■ **Objetivo**:
Transcreva, sem alterações, o trecho do texto sobre José de Souza Marques que começa em "Hoje, quando o" e vai até "narrativas binárias permitem.", inclusive.

■ **Texto extraído**:
Há personagens da história política e cultural brasileira que, por sua própria existência, desmontam as simplificações que tentam aprisionar o país em categorias rígidas. José de Souza Marques é um desses nomes. Negro, neto de escravos, evangélico, maçom, trabalhista, intelectual, educador, conciliador, tudo isso em plena primeira metade do século XX, quando algumas dessas identidades, isoladamente, já significava nadar contra a corrente. Juntas, então, compunham uma figura improvável, quase impossível. Mas ele existiu. E deixou marcas.

Hoje, quando o Brasil tenta, novamente, se reconhecer enquanto nação mestiça, marcada por contradições e cruzamentos de trajetórias, José de Souza Marques ressurge como um elo interpretativo. Ele obriga o país a admitir que sua história não cabe nos rótulos fáceis que alimentam polarizações e caricaturas. Ele tensiona o imaginário nacional que insiste em separar evangélicos e progressistas, negros e elites intelectuais, maçonaria e religiosidade, trabalhismo e espiritualidade. A vida de Souza Marques é a prova encarnada de que o Brasil é mais complexo do que as narrativas binárias permitem.

■ **Registros fornecidos**:
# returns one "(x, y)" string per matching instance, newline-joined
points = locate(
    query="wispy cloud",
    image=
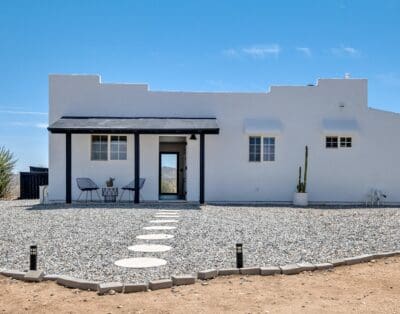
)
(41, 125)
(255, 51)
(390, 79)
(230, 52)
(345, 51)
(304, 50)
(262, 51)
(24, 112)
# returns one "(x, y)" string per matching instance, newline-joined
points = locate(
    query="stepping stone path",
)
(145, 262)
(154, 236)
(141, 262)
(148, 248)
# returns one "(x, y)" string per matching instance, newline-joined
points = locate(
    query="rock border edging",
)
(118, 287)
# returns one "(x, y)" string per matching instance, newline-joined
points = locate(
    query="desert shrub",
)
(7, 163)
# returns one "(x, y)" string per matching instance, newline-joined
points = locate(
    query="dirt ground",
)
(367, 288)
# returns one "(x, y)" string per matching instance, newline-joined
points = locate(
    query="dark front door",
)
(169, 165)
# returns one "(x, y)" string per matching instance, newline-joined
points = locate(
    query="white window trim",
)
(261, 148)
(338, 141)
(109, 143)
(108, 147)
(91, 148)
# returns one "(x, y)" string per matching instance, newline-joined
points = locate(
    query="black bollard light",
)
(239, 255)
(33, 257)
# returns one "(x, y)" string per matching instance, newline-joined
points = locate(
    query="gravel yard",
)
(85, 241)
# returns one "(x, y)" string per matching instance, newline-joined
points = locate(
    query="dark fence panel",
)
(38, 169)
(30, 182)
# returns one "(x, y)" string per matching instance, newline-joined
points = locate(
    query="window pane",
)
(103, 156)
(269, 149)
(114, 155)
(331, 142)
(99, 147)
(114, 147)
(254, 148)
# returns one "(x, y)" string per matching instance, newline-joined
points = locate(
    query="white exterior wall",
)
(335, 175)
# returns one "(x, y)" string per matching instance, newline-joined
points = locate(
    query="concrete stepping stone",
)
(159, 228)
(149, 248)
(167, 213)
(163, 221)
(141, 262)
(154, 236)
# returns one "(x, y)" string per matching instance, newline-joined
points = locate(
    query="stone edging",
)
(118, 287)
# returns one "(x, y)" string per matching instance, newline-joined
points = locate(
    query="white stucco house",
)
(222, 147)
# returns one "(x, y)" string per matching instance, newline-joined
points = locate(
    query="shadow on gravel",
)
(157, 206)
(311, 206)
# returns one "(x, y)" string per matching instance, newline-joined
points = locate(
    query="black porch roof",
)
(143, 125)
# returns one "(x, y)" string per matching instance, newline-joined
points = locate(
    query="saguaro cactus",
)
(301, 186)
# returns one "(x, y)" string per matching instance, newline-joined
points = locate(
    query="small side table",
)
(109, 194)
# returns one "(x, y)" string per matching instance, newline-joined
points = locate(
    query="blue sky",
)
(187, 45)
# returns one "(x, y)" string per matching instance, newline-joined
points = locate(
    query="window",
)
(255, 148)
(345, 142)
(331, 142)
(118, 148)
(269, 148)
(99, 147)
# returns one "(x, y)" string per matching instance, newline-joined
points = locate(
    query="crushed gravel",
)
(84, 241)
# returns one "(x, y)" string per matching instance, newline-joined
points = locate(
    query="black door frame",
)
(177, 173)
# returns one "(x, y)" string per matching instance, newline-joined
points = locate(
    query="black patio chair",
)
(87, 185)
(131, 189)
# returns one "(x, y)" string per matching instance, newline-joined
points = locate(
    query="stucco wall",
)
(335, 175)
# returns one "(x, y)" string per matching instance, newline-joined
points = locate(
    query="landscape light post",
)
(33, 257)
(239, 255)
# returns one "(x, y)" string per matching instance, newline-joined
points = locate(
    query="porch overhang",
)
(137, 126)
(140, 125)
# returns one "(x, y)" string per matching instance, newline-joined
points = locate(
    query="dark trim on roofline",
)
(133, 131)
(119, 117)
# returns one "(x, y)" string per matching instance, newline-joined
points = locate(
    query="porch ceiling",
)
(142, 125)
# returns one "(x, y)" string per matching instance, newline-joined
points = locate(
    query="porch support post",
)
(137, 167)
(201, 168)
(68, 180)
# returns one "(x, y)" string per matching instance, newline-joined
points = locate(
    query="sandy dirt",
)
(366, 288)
* * *
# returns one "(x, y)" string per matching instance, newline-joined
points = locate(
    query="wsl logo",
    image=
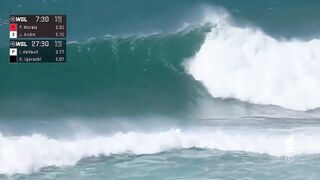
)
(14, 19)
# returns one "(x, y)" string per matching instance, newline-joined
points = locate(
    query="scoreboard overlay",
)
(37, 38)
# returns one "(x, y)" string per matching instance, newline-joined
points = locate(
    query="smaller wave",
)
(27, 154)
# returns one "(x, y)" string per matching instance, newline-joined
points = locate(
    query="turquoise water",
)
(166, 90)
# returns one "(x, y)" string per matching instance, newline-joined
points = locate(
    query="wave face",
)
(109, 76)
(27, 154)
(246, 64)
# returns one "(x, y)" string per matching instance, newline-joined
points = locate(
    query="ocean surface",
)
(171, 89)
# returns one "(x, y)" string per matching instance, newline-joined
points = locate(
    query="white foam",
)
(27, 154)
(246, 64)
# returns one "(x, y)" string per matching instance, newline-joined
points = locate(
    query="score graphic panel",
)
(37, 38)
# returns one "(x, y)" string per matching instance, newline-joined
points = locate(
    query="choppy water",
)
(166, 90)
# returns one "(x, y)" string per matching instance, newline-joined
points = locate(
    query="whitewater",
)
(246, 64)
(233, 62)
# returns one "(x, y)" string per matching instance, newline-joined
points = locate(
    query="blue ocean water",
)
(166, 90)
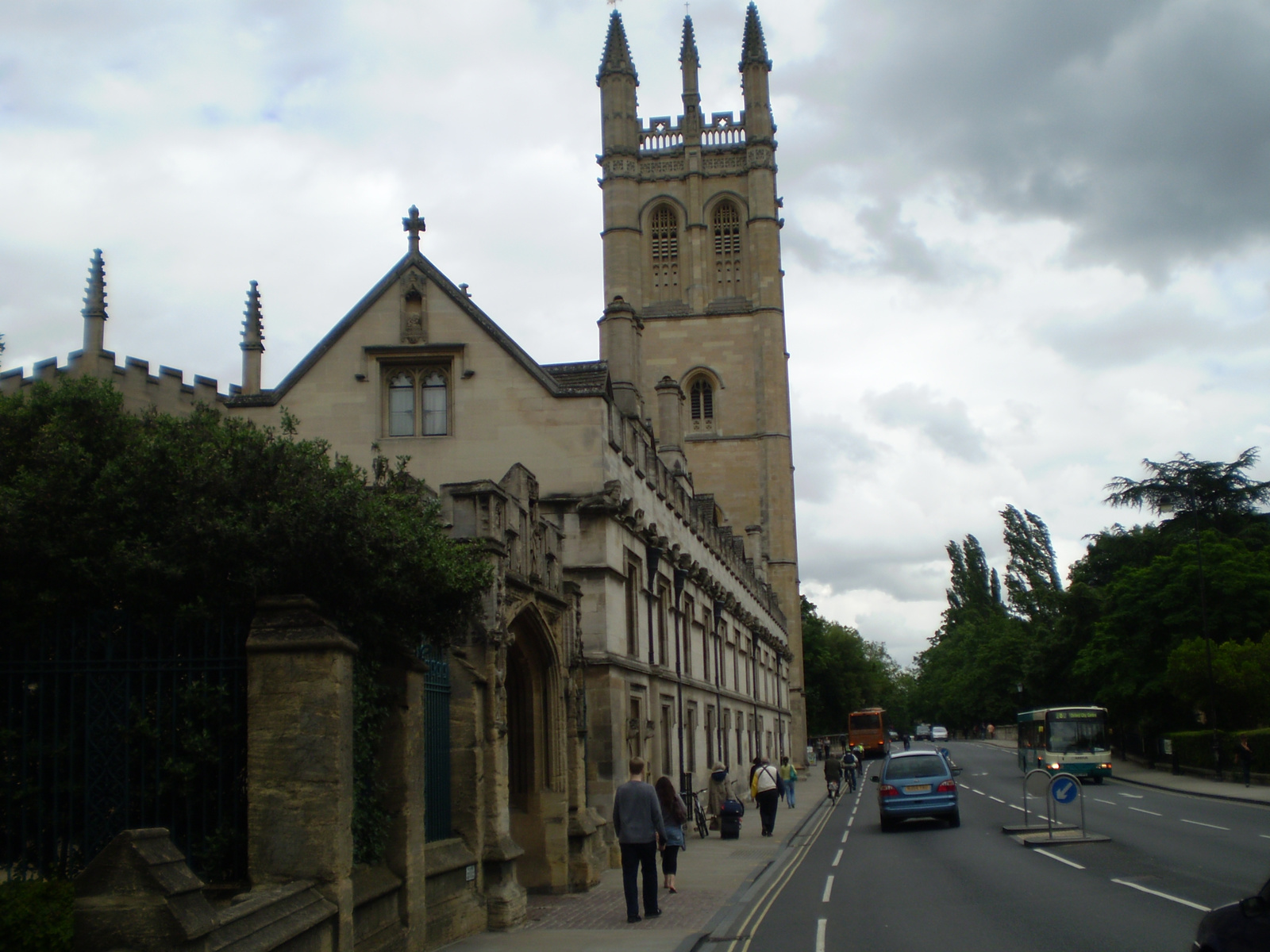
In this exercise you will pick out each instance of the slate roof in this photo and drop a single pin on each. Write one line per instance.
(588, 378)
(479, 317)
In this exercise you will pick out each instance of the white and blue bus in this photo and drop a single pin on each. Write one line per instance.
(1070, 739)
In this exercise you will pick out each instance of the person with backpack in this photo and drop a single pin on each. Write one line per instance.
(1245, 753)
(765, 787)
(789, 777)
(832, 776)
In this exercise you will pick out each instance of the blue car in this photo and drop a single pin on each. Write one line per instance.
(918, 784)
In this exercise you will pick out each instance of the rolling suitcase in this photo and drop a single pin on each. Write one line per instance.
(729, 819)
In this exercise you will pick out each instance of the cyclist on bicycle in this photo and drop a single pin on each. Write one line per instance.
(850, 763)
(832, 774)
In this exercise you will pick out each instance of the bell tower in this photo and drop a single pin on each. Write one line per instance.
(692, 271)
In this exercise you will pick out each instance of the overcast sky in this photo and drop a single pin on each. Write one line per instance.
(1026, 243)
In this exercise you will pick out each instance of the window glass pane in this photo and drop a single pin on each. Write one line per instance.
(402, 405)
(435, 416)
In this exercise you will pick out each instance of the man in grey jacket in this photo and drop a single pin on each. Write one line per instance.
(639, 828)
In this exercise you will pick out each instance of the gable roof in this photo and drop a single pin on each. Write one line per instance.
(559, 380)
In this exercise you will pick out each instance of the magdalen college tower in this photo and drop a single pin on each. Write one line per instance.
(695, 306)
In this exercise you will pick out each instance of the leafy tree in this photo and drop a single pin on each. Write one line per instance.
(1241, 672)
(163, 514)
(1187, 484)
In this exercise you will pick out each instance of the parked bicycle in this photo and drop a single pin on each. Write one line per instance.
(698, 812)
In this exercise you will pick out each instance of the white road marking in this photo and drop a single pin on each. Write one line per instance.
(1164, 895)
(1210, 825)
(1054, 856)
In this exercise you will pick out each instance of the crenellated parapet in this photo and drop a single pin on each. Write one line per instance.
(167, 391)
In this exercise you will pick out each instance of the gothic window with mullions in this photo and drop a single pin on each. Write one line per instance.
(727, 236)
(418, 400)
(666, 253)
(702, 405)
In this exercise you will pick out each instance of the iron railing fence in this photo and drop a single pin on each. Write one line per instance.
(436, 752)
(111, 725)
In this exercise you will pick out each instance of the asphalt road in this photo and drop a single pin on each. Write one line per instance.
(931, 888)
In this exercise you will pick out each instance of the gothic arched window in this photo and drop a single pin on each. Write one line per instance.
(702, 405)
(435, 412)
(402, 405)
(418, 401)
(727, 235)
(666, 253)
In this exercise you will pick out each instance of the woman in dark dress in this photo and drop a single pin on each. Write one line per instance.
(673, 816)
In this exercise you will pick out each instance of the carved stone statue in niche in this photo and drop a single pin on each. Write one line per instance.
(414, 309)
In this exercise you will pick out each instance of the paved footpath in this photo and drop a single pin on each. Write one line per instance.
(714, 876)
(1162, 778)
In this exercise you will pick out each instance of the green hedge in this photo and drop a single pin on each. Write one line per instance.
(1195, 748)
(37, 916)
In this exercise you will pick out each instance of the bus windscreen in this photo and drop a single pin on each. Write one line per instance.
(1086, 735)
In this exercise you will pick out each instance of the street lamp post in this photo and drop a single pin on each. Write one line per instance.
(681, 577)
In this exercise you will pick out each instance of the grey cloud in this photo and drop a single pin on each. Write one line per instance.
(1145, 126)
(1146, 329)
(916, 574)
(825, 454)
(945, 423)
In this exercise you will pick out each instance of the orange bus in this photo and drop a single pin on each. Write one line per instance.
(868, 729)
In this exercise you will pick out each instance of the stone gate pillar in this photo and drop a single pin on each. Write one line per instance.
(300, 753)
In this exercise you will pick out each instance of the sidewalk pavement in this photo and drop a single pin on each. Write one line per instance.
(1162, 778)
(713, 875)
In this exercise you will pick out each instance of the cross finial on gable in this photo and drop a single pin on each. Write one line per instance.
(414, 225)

■ **Resposta escrita**:
Hoje, quando o Brasil tenta, novamente, se reconhecer enquanto nação mestiça, marcada por contradições e cruzamentos de trajetórias, José de Souza Marques ressurge como um elo interpretativo. Ele obriga o país a admitir que sua história não cabe nos rótulos fáceis que alimentam polarizações e caricaturas. Ele tensiona o imaginário nacional que insiste em separar evangélicos e progressistas, negros e elites intelectuais, maçonaria e religiosidade, trabalhismo e espiritualidade. A vida de Souza Marques é a prova encarnada de que o Brasil é mais complexo do que as narrativas binárias permitem.